▶ **Provided data**:
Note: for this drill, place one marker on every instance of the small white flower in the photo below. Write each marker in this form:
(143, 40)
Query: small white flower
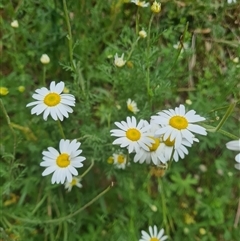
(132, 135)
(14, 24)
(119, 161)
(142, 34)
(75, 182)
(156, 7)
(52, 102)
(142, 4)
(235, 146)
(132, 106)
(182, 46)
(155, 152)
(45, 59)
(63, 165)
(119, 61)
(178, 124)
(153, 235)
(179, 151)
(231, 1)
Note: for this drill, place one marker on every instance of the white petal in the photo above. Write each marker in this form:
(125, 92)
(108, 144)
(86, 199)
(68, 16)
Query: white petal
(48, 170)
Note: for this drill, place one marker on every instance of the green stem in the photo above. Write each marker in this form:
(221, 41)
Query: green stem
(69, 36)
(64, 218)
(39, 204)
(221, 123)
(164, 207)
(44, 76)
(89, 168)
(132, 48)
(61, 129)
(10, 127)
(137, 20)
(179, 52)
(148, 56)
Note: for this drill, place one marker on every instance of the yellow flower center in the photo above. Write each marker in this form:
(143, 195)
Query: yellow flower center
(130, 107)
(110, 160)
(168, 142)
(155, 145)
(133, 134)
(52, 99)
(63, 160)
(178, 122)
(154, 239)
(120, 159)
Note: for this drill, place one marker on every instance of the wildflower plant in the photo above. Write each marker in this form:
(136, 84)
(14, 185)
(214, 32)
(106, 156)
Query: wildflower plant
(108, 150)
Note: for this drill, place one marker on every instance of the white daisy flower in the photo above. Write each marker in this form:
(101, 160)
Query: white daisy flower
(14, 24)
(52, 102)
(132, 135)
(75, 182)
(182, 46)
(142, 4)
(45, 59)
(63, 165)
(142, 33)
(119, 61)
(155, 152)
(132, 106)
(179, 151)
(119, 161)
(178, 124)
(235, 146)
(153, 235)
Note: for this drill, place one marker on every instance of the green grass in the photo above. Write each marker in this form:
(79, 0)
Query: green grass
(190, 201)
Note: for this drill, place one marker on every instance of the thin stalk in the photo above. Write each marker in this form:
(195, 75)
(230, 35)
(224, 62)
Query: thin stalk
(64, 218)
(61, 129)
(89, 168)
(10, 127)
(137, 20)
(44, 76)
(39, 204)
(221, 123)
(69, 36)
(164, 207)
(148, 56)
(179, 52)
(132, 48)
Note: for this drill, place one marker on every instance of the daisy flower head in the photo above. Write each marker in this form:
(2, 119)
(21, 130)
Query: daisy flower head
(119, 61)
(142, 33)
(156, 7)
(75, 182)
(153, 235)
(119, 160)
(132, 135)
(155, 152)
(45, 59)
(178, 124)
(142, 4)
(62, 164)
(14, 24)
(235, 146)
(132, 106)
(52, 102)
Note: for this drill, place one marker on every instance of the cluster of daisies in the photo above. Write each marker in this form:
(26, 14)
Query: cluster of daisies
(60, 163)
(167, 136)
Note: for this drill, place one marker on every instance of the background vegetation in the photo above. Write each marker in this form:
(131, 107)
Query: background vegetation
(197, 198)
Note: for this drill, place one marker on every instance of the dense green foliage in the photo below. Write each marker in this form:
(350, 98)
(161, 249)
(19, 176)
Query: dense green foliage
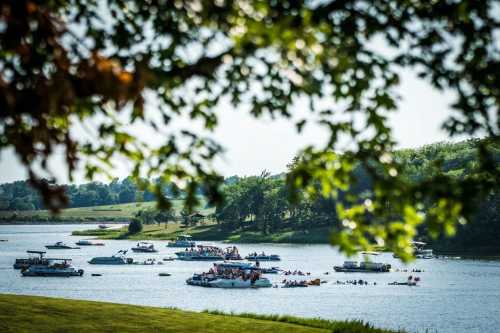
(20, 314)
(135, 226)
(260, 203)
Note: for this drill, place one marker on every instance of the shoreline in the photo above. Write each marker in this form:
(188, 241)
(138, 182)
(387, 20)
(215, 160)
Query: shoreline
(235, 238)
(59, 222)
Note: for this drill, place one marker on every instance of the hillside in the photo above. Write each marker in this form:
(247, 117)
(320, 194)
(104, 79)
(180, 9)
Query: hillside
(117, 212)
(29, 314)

...

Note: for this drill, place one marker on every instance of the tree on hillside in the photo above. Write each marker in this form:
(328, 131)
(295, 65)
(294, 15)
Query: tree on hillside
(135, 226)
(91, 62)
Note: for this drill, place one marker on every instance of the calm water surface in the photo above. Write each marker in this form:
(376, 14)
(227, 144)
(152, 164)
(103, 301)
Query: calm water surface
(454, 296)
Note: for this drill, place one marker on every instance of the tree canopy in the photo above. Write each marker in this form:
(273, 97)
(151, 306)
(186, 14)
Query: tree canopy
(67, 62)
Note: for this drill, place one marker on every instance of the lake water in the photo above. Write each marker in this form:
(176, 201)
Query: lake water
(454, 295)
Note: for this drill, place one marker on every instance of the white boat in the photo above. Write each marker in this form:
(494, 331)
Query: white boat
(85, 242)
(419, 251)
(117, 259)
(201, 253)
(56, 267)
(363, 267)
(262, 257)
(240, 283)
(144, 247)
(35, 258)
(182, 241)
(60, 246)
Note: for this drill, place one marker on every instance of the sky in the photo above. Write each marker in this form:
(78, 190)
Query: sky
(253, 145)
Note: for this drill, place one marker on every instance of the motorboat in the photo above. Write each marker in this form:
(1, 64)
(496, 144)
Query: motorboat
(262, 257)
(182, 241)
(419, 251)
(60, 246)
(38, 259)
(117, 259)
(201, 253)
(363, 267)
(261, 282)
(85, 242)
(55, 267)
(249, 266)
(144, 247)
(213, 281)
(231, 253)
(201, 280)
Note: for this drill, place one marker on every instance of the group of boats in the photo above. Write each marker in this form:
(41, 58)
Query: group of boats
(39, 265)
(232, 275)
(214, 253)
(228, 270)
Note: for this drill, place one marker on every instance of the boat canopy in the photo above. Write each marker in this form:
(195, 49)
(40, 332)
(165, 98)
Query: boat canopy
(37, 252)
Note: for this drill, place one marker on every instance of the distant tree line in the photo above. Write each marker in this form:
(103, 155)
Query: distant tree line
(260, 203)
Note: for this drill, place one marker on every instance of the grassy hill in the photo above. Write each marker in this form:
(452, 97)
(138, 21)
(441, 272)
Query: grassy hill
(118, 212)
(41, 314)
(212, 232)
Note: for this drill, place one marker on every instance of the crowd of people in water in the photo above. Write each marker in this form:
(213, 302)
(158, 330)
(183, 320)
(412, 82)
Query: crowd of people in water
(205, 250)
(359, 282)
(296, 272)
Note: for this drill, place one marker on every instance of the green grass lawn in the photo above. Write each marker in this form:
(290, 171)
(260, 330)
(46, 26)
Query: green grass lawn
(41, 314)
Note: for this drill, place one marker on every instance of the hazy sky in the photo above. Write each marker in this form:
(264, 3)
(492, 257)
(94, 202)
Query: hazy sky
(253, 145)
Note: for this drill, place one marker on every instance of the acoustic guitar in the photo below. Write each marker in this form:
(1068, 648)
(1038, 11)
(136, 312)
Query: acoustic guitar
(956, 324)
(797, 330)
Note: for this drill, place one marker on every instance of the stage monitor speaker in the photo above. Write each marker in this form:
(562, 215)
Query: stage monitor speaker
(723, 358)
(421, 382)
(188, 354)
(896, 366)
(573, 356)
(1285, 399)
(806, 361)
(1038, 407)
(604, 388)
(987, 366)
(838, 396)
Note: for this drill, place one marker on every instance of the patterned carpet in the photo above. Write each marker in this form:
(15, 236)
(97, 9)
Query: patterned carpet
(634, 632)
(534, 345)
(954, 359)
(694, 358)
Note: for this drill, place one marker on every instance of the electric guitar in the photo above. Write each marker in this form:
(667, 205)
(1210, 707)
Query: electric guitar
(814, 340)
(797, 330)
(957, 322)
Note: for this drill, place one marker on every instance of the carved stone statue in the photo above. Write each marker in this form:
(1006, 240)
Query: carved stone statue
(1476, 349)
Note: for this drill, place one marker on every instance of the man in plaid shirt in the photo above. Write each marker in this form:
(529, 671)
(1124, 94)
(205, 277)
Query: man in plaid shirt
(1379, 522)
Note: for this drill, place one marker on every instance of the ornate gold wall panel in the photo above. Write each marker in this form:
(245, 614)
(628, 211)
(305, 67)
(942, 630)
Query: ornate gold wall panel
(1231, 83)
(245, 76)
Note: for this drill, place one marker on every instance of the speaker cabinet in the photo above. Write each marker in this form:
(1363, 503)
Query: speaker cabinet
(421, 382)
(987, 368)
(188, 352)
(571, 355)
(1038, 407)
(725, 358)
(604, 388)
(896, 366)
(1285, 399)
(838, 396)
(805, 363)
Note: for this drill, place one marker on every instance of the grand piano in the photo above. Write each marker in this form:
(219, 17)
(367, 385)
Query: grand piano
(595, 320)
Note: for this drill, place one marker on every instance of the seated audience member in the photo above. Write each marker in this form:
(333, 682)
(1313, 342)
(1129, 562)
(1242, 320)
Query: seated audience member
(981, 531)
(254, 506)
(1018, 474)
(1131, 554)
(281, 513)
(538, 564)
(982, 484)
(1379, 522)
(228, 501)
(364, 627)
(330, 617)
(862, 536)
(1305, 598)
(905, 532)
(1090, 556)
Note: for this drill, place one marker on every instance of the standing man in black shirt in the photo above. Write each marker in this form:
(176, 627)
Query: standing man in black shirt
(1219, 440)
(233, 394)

▶ **Task statement**: The lines to copy are those in the listing that contain "below".

▶ **Problem solution**:
Note: for this drill, place one marker on every instance of the small white flower in the photo below. Write each marker in this form:
Note: for this drill, place one marker on every instance of the dense green foliage in the photo below. Write each marker in this form:
Note: for this drill, place one marker on every instance of the acoustic guitar in the photo below. Write each marker in this form:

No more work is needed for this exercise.